EXTRACTED TEXT:

- Opening Delimiter -

Cover: Medical Mistrust Is Related to Lower Longitudinal Medication Adherence Among African-American Males with HIV

Medical Mistrust Is Related to Lower Longitudinal Medication Adherence Among African-American Males with HIV

Published in: Journal of Health Psychology, 2014

Posted on RAND.org on January 01, 2014

by Sannisha K. Dale, Laura M. Bogart, Glenn Wagner, Frank H. Galvan, David J. Klein

Research Question

  1. Is medical mistrust among African-American males with HIV related to their lower rates of medication adherence?

African-Americans living with HIV show worse health behaviors (e.g. medication adherence) and outcomes (e.g. viral suppression) than do their White counterparts. In a 6-month longitudinal study, we investigated whether medical mistrust among African-American males with HIV (214 enrolled, 140 with longitudinal data) predicted lower electronically monitored antiretroviral medication adherence. General medical mistrust (e.g. suspicion toward providers), but not racism-related mistrust (e.g. belief that providers treat African-Americans poorly due to race), predicted lower continuous medication adherence over time (b = -.08, standard error = .04, p = .03). Medical mistrust may contribute to poor health outcomes. Intervention efforts that address mistrust may improve adherence among African-Americans with HIV.

- Closing Delimiter -

WORK TASK: Write the next part of the study summary on medical mistrust and HIV medication adherence among African-American men, starting after its final sentence.

GIVEN INFORMATION:
- Opening Delimiter -

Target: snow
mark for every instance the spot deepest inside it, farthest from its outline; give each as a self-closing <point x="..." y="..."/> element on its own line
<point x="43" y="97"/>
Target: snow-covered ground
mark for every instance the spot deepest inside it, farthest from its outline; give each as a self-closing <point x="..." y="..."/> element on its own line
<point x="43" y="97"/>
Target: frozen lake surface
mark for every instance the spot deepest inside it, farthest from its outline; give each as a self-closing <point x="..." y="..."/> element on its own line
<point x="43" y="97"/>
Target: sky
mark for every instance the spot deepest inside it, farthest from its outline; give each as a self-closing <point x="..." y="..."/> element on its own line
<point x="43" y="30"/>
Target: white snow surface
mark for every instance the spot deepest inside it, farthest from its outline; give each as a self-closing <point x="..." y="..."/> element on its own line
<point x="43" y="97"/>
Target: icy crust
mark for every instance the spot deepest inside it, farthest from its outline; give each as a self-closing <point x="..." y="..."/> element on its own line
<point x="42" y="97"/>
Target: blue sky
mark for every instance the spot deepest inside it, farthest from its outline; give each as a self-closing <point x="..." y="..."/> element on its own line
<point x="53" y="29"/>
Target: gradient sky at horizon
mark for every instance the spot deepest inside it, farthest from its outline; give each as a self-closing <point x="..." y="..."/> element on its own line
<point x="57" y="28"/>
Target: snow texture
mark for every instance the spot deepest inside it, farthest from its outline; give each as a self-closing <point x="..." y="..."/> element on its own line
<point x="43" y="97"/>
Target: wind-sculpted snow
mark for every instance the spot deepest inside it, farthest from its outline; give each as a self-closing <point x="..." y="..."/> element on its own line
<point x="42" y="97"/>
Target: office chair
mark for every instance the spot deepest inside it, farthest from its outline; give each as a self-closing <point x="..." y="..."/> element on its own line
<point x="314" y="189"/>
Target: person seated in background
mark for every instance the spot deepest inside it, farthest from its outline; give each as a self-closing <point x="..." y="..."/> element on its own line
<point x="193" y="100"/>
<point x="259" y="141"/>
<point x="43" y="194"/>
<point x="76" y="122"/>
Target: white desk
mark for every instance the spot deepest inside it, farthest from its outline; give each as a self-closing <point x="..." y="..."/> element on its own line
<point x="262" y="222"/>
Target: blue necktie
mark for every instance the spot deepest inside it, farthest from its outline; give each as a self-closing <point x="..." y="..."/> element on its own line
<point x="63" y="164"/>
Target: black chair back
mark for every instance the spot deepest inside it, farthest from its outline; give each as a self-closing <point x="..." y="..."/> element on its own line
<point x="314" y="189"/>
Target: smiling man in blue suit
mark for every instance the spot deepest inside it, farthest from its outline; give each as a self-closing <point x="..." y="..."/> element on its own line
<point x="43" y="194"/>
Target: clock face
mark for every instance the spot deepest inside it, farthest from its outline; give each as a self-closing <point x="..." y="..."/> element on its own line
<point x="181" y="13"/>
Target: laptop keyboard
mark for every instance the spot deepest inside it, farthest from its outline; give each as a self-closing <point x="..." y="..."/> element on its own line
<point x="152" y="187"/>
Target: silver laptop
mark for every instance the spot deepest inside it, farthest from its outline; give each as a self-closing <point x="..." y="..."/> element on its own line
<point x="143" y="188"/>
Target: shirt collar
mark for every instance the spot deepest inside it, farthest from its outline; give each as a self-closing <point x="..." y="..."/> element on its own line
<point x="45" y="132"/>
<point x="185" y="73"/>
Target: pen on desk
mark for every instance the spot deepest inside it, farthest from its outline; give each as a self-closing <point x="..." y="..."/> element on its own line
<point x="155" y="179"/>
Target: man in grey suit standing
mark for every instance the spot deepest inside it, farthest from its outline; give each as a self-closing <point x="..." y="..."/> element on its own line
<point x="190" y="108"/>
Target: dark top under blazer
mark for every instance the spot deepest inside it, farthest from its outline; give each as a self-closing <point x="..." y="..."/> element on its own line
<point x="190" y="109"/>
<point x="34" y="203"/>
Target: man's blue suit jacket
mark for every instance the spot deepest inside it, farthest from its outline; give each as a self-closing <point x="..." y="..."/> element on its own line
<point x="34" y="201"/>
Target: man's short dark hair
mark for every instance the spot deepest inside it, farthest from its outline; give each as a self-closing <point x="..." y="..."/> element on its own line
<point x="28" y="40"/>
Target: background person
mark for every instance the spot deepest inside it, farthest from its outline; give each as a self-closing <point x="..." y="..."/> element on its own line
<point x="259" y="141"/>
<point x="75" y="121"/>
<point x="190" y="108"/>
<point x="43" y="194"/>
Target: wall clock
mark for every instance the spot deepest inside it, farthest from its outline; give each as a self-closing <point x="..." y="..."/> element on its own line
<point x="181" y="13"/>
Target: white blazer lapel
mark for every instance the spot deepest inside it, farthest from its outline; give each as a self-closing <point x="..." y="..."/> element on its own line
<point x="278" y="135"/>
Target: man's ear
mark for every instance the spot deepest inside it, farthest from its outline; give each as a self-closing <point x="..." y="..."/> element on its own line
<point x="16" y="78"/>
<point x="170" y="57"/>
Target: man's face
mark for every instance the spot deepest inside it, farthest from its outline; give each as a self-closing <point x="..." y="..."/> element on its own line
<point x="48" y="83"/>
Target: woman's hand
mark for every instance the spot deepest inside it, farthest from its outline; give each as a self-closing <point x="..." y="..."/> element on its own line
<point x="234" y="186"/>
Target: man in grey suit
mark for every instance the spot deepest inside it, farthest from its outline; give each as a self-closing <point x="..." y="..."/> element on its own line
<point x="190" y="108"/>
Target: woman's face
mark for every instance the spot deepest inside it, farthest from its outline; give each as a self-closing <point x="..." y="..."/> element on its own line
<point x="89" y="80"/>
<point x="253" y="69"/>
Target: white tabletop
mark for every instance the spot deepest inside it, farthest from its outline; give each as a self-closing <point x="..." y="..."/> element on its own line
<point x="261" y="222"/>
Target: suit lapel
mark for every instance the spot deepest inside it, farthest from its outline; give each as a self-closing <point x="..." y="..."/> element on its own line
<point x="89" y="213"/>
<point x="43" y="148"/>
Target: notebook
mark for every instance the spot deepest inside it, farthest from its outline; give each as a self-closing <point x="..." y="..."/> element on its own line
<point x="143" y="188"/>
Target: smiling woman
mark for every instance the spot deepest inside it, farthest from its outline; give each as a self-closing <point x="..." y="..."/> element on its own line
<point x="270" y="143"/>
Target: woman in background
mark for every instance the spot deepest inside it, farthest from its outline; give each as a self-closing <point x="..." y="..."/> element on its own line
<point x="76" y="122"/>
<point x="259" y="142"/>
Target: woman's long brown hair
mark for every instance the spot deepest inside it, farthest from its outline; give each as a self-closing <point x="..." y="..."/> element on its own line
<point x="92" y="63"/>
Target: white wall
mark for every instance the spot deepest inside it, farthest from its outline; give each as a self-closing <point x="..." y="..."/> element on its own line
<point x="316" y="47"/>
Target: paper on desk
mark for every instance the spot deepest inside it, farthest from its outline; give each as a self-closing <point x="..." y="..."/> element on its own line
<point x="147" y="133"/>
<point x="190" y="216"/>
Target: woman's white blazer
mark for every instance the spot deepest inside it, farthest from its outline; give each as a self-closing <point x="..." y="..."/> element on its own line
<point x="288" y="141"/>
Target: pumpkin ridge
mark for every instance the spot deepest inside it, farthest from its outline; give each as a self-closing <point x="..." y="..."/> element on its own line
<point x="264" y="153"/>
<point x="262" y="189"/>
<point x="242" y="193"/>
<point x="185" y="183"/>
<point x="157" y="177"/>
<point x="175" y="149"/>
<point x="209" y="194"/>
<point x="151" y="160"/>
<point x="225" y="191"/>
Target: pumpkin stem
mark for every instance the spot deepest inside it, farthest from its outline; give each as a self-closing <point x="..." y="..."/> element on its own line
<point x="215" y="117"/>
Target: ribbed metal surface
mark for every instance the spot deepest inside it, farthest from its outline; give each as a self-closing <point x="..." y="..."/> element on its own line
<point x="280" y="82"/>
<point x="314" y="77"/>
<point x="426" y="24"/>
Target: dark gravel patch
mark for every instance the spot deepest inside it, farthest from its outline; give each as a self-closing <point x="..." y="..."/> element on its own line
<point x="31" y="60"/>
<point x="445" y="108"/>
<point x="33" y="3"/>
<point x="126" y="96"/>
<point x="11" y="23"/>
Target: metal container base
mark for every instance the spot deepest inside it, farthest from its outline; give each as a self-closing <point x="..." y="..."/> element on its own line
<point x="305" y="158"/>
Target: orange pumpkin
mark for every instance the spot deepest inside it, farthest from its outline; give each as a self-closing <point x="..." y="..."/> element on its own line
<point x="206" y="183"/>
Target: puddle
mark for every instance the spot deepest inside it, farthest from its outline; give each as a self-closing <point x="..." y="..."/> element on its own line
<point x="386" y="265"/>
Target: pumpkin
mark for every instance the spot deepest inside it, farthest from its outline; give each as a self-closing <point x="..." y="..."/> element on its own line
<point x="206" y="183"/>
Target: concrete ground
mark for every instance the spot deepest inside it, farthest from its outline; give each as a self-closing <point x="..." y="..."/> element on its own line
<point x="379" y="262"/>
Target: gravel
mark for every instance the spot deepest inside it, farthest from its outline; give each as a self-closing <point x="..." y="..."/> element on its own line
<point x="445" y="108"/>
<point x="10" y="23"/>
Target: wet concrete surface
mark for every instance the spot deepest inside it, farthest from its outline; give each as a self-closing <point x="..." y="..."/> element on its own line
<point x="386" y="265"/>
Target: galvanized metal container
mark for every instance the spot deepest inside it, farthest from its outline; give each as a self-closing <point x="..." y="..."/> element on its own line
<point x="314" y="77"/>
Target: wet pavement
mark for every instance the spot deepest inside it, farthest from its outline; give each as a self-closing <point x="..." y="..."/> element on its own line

- Closing Delimiter -

WRITTEN ANSWER:
Key Finding

Medical mistrust among African-American males with HIV predicts lower medication adherence over time and may help to explain disparities in medication adherence rates (as well as related HIV health outcomes) between African-Americans and other racial/ethnic groups.

Recommendation

Intervention efforts at the societal, medical system, and individual levels targeting medical mistrust may help to reduce health disparities and improve medication adherence for African-Americans with HIV.